_Activity list_
1/ According to the cervical screening article, in which part of the UK was HPV testing rolled out to women this year?
2/ Write a continuation of the cervical screening article, starting after its last paragraph.

_Text section_
————
Cervical screening, put simply, saves lives. It stops 75% of cervical cancers from ever developing and is a free health test for every woman. So, why is attendance at an all-time low?
We know that no one really looks forward to their test. It’s something to tick off the to-do list and can give us the feeling of doing some really great adulting when we book it, but it’s not exactly enjoyable. For most people though, while it can be uncomfortable and a bit embarrassing, it’s actually over really quickly and not as bad as we thought.
For some people though, it’s much more difficult. Some women are afraid of the test, others have had a previous bad experience at a test and for others a physical disability, mental health problems or experience of sexual violence can make it extremely hard to attend.
Much more needs to be done to ensure every single woman and person with a cervix has the information and opportunities they need to access cervical screening.
The cervical screening programme itself is constantly evolving and improving. Just this year, we have seen the more effective HPV testing being rolled out to women in Wales, with the screening programme in England switching during 2019 and Scotland and Northern Ireland following. HPV testing is a far more accurate way of identifying those more at risk of developing cervical cancer and will save lives, so this is a hugely exciting change.
This week, research on an even newer way of testing has been released. Further research is needed to understand the potential, however, by looking at epigenetic changes (which can control how DNA is read and how cells behave) it may be possible to pick up even more abnormal cells before they develop into cervical cancer. It’s an exciting prospect but it’s very early days.
While improving the test is essential, it only benefits the women who book and attend. Right now, that number is falling. We are facing an all-time low in attendance and this must be addressed.
Getting an appointment at a GP can be challenging for many and the number of sexual health clinics offering cervical screening has also been declining, in part due to public health funding cuts which many local authorities are struggling with.
————
_Exercise data_

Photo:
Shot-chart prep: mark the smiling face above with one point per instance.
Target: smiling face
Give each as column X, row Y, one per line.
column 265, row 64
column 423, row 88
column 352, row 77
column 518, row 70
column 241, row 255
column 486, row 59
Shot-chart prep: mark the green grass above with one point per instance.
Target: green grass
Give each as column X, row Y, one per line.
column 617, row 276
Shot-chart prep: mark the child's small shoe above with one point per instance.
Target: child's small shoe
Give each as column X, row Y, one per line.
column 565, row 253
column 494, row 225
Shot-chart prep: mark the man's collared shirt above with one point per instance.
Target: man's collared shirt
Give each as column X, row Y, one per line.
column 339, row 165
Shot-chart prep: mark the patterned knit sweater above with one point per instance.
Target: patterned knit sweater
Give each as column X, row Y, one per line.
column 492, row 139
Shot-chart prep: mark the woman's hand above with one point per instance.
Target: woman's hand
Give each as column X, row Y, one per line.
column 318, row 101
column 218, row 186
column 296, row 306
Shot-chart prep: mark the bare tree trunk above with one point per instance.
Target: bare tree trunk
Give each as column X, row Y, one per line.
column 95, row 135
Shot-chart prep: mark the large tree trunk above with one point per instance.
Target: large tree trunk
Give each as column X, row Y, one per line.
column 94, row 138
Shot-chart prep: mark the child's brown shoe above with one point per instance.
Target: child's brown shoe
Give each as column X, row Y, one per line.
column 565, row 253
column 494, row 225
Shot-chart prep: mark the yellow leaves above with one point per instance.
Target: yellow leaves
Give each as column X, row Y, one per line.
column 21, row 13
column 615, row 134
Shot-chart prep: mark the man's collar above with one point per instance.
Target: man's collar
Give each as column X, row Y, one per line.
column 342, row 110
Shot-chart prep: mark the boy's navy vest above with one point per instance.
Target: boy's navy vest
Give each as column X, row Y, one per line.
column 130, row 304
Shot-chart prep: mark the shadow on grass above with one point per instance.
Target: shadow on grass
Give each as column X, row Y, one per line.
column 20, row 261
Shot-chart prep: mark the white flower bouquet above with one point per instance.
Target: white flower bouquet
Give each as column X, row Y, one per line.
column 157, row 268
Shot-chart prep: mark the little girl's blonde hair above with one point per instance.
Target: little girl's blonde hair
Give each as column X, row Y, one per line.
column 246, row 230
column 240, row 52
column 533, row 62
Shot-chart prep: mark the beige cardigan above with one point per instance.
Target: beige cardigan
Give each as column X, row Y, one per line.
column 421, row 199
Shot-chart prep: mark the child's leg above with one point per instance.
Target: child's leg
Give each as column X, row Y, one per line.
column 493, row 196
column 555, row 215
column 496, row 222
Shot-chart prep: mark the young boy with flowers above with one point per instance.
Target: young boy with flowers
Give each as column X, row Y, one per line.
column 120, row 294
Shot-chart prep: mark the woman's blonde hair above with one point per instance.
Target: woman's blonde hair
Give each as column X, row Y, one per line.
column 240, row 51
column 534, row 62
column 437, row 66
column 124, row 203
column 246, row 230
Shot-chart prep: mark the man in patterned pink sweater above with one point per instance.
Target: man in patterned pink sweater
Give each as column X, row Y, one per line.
————
_Responses by task_
1/ Wales

2/
We can’t sit back and let attendance continue to slip or we will see diagnoses of an often-preventable cancer increase and more lives lost.
One advance that would make a huge difference is self-sampling. Offering women the option to self-sample in their own home or at their GP would make screening a much more accessible test. In addition to those who struggle to get appointments or travel to their clinic, it would make it easier for lots of women who find it a difficult and invasive test. Our research found that 80% of women would actually prefer to self-sample, rising to 88% of women who have delayed attending. The sooner we get self-sampling offered as part of the cervical screening programme, the sooner we start to bring more women back into this life-saving programme.
Acknowledging the barriers and factors impacting women’s ability to take up their invitation is essential. This means sharing tips and support for women. Many people don’t know you can ask for a smaller speculum, to lie in a different position or that you can ask for a different nurse.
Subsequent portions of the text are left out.